When I first met Kathryn she had a legal pad full of figures and the familiar look of someone bracing for loss. At 63, she was planning to retire within a year and expected to give up hobbies, trips to see family, and small pleasures at the garden center. She said she had saved diligently and worried every dollar might vanish. That fear is common, but it often hides a different problem: retirement budgeting that focuses only on restriction instead of balance. Understanding underspending—the habit of hoarding money out of fear—changes how many women approach their savings and their next chapter.
Why retirement fear often means spending too little
Most people assume overspending is the risk, yet research and client experience show the opposite pattern is widespread. Nearly 70% of retirees worry about depleting their savings, while more than 60% end up avoiding normal spending and declining invitations they can afford. In fact, two out of three Americans say they fear running out of money more than they fear death. That anxiety fuels underspending, which robs retirement of joy. A budget that only lists prohibitions leaves people paralyzed; a plan that clarifies what is safe to spend gives permission to enjoy life with confidence.
Why the numbers look different for women
The arithmetic of retirement often stacks against women. On average, women retire with about 39% less savings than men and historically earn roughly 73 cents for every dollar men earn. Investment participation is also lower—about 66% of women actively invest versus 76% of men. Longevity matters too: a woman reaching age 65 in 2026 can expect to live another 21 years, compared with about 18.5 years for men, and that extra time increases lifetime expenses. Women are more likely to take career breaks for caregiving, and many face income drops after losing a spouse; nearly half of recent widows have seen household income fall substantially. These realities don’t doom enjoyment—they demand a smarter, purpose-driven plan.
A simple framework to protect essentials and free up joy
My go-to structure sorts money into three clear buckets so every dollar has a job. Start by identifying your guaranteed income—Social Security, pensions, and annuities—and match those reliable payments to your nonnegotiables. For context, the average Social Security benefit is about $2,071/month in 2026, and the Medicare Part B premium is $202.90/month in 2026. In one client example, Kathryn’s guaranteed income was $2,200 in Social Security plus an $850 pension for a total of $3,050 monthly, while her essential costs were about $2,900. That left a financial floor with $150 of cushion before touching investments. Once essentials are covered with guaranteed income, savings can fund the experiences that matter.

━━━━━━━━━━━━━━━━━━━━

== Work to complete ==
1. Decide whether each statement agrees with the retirement budgeting text, answering yes or no and quoting the words that decide it: (a) Kathryn was 63 and planning to retire within a year. (b) About 76% of women actively invest. (c) Kathryn's essential costs were about $3,050 a month.
2. According to the retirement budgeting text, how much cushion did Kathryn's guaranteed income leave after her essential costs?
3. Write the next part of the retirement budgeting text, picking up after its final sentence.
The data after this point comes from a separate source and is not part of the retirement budgeting text.

━━━━━━━━━━━━━━━━━━━━

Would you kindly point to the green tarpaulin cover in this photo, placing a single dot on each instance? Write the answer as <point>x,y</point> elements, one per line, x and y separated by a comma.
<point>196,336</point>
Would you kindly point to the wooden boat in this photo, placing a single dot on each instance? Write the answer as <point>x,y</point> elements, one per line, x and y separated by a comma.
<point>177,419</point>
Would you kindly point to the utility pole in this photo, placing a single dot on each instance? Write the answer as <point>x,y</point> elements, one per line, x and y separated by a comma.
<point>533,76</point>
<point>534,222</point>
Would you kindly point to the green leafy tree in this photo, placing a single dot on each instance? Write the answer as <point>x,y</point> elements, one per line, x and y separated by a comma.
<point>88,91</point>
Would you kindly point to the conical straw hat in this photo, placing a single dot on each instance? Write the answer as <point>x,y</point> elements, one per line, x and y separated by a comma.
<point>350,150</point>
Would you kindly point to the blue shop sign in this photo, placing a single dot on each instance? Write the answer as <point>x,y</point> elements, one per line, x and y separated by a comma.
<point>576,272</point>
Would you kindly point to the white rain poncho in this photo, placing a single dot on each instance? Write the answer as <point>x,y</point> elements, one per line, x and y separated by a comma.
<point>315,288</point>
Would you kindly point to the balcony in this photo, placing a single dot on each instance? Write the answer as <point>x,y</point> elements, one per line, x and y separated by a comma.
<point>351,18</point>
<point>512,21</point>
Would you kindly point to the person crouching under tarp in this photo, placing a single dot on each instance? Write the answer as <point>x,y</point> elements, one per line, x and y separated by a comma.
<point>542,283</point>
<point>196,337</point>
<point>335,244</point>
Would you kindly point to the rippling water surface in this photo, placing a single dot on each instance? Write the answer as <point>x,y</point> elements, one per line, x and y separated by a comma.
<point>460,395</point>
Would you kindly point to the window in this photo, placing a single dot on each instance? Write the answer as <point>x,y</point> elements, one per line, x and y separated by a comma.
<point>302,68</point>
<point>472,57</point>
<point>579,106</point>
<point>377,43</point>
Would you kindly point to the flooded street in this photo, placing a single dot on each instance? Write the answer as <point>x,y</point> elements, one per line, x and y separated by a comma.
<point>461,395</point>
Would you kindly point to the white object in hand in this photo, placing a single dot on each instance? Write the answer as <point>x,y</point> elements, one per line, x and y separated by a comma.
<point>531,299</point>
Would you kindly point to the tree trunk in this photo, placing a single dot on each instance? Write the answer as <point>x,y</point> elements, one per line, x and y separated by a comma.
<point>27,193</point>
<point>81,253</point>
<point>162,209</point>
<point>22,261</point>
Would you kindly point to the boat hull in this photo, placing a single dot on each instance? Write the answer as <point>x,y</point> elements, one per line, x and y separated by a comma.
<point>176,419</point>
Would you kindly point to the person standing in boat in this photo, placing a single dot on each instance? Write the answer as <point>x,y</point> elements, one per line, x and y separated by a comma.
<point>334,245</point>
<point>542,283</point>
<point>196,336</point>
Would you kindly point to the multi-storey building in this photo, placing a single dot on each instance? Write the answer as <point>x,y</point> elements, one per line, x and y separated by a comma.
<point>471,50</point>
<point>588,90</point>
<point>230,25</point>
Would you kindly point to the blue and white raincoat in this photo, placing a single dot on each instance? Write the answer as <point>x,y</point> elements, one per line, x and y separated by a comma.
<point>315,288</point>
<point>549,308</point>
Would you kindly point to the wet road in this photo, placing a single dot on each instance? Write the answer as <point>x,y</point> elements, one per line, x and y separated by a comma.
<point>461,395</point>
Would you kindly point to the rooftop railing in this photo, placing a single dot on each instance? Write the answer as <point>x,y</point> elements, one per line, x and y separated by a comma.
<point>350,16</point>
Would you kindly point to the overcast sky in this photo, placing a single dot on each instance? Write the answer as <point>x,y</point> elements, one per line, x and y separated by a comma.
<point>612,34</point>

━━━━━━━━━━━━━━━━━━━━

== Exercise results ==
1.
(a) Yes: "At 63, she was planning to retire within a year."
(b) No: "about 66% of women actively invest versus 76% of men."
(c) No: "her essential costs were about $2,900."

2. $150 a month before touching investments.

3.
Needs, wants, wishes: how to divide your spending
Label every expense as a need, a want, or a wish. Needs are critical monthly obligations—housing, food, utilities, healthcare, insurance and minimum debt service—and usually take 50%–60% of spending. Wants are the everyday pleasures that add life: dining out, hobbies, travel, memberships—flexible and often 25%–35% of a budget. Wishes are the larger, less frequent splurges: a major trip, a remodel, or gifts. The practical insight: lock your needs to reliable income first, then allow investment withdrawals to support wants and wishes. Kathryn stopped treating her IRA like a vault to be feared and instead opened a dedicated Joy Fund—$400 a month for dinners, plants, and trips.
When to spend more and when to expect costs to shift
Retirement spending often follows a pattern planners call the spending smile: higher in the go-go years (roughly 65–74) when travel and activities are abundant, moderate in the slow-go years (about 75–84), and then focused on healthcare in the later years. Data show average retiree household spending around $59,616 per year, with housing near $20,362 annually, and Fidelity’s estimate that a 65-year-old may need about $172,500 for healthcare across retirement. Even withdrawal guidance has evolved—Bill Bengen has moved his recommendation up to about 4.7%, suggesting strict adherence to 4% can be unnecessarily conservative. The takeaway: front-load experiences when you have the health to enjoy them, with a guardrail for later medical costs.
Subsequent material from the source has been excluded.